>> START Given text
Signs of Optimism: Reports of Old Master sales from TEFAF Maastricht are upbeat

Amidst financial uncertainty, Old Masters dealers may have been nervous over the past few weeks  heading into their biggest sales event of the year. The prestigious and widely acclaimed TEFAF [The European Fine Art Fair]  has grown to account for a critical portion of annual turnover. In  lieu of Old Masters’ price stability over the past few months,however, news out of  the fair’s home  in the sleepy Netherlandish town of Maastrict has been upbeat, if not unsurprising.

One dealer remarked to OMNP that the fair was:  “(N)ot quite the unprecedented boom of last year, and visitors (are)  fractionally down, but all the good collectors are here and there appear to be sales throughout.” In their observations from the fair, The Economist painted some vivid scenes of commercial satisfaction:

Would buyers stay away, unconvinced by those optimists who say that art is the new copper-bottomed, inflation-proof investment?

In the event, there was little need to worry. Nearly 10,000 people showed up for the grand vernissage the day before the formal opening, and Maastricht airport saw the arrival of 55 private jets, only two fewer than last year.
>> END Given text
>> START Stored data
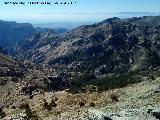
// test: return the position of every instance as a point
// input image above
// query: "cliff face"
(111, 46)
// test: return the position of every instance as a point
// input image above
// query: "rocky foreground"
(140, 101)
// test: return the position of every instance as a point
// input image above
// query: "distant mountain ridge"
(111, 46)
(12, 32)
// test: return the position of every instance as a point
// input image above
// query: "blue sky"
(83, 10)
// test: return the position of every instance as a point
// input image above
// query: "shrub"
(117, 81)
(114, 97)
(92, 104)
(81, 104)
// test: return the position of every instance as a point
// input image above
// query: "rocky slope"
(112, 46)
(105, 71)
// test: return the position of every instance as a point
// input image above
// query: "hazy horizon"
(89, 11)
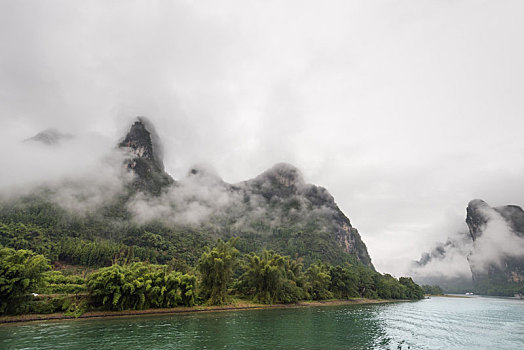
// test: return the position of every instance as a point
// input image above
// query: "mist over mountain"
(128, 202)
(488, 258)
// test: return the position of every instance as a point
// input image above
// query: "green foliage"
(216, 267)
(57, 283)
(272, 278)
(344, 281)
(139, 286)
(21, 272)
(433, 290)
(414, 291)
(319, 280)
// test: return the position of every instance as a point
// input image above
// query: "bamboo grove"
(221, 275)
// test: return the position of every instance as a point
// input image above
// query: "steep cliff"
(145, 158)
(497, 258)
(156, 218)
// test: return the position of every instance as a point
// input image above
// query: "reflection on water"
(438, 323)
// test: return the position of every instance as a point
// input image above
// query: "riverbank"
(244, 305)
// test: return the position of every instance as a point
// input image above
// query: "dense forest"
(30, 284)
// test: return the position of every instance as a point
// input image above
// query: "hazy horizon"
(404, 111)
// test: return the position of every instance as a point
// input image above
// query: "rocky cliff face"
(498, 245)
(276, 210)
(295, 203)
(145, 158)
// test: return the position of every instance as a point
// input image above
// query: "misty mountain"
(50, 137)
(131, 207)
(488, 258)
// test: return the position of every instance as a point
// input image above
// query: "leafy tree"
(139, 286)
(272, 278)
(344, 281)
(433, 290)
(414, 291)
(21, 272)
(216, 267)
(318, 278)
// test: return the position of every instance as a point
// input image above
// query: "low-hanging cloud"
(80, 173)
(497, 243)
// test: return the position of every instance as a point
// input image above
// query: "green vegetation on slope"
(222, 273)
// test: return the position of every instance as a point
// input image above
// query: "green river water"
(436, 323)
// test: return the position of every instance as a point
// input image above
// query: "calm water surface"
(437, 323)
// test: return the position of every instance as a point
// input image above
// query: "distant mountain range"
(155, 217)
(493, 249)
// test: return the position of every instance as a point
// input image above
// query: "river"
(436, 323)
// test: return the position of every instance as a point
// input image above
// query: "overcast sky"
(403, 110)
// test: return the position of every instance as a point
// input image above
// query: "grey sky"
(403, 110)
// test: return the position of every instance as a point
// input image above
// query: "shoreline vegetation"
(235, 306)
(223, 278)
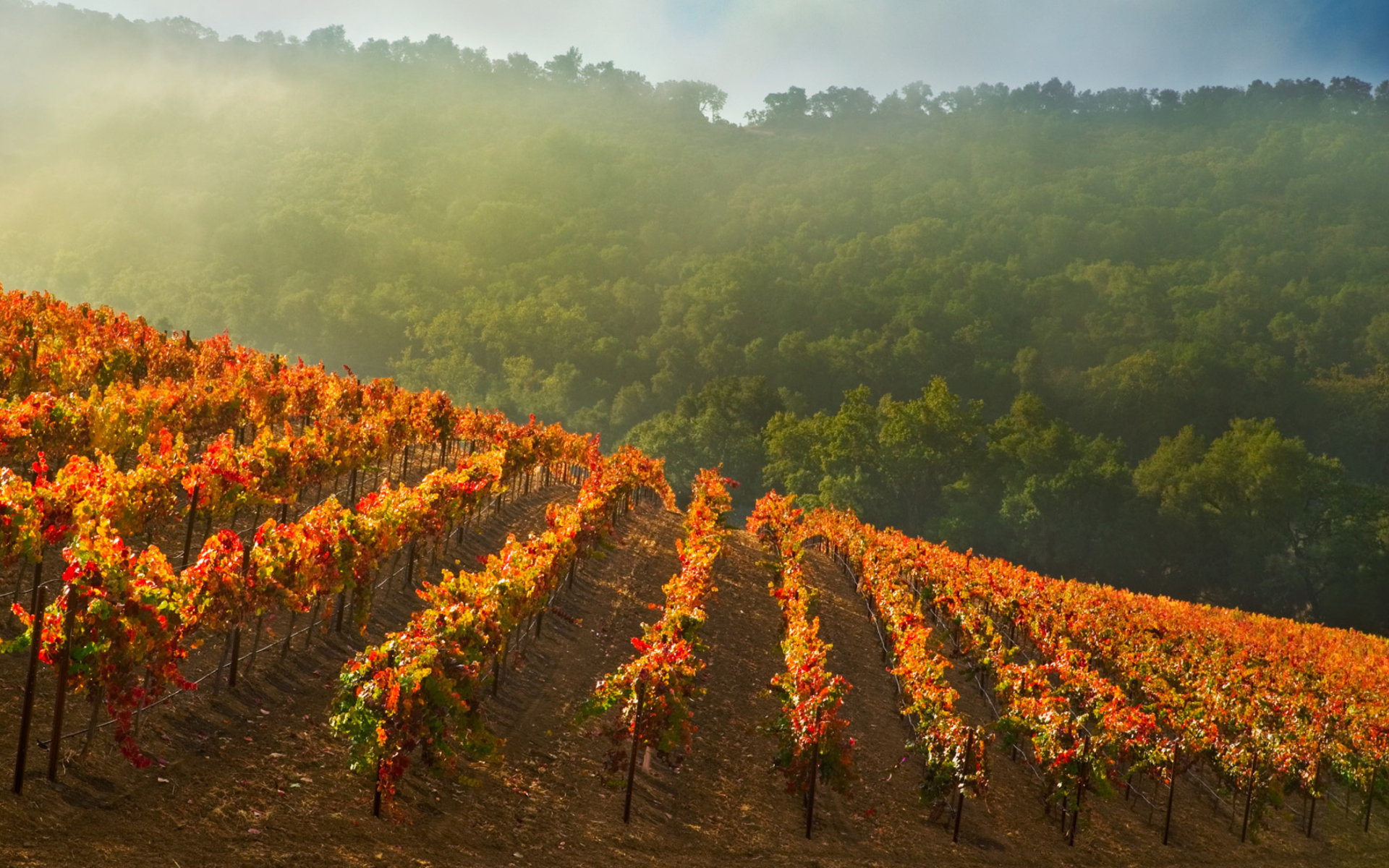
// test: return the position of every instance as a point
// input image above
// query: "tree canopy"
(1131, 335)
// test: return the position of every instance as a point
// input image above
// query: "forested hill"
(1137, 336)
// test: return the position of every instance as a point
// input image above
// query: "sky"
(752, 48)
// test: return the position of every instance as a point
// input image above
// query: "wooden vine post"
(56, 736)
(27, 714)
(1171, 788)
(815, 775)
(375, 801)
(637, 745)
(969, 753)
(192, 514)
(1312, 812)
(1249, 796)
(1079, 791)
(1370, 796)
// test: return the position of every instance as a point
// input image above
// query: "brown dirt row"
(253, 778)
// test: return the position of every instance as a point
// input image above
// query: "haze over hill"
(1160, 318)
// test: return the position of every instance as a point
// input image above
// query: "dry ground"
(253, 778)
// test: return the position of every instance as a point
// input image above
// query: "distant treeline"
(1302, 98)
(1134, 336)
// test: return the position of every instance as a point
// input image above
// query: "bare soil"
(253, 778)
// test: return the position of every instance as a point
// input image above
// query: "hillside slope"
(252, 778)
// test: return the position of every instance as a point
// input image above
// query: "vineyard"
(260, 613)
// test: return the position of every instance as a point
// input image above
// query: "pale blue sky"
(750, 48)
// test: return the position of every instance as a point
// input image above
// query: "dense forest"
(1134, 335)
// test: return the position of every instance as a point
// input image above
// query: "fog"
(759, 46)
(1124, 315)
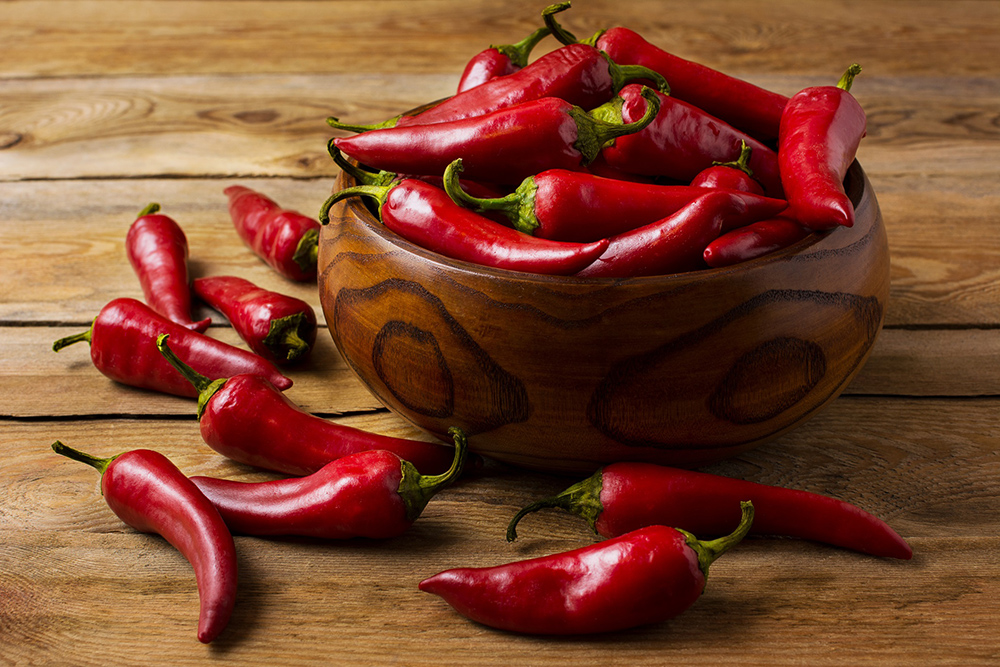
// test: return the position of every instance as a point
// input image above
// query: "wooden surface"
>> END Stored data
◆ Work to do
**1.** In the TEFAF sales report, can you repeat the passage between "One dealer remarked" and "than last year.", inclusive?
**2.** How would you sum up the TEFAF report in two sentences?
**3.** Could you pick up the report on Old Master sales at TEFAF Maastricht and carry it on from its final sentence?

◆ Solved tasks
**1.**
One dealer remarked to OMNP that the fair was:  “(N)ot quite the unprecedented boom of last year, and visitors (are)  fractionally down, but all the good collectors are here and there appear to be sales throughout.” In their observations from the fair, The Economist painted some vivid scenes of commercial satisfaction:

Would buyers stay away, unconvinced by those optimists who say that art is the new copper-bottomed, inflation-proof investment?

In the event, there was little need to worry. Nearly 10,000 people showed up for the grand vernissage the day before the formal opening, and Maastricht airport saw the arrival of 55 private jets, only two fewer than last year.

**2.** Amid financial uncertainty, Old Masters dealers may have been nervous heading into TEFAF Maastricht, their biggest sales event of the year, but reports from the fair have been upbeat. One dealer said it was not quite last year's boom and visitors were fractionally down, yet good collectors attended and sales appeared throughout, while nearly 10,000 people came to the vernissage and 55 private jets arrived, only two fewer than last year.

**3.**
Johnny van Haeften, a Dutch 17th-century specialist and one of the fair’s stalwarts, sold six pictures in the first hours after the show opened, including a river landscape by Maerten Ryckaert with a small family and a donkey in a punt representing the flight into Egypt. It sold for £800,000, after fetching roughly half that price at Sotheby’s in New York just two months earlier.

At Colnaghi, meanwhile, a Peter Paul Rubens portrait of a young man, painted between 1610 and 1613, was snapped up for just over €5m. Colnaghi’s ebullient director, Conrad Bernheimer, remarked, “If there is a crisis, it must be somewhere else.”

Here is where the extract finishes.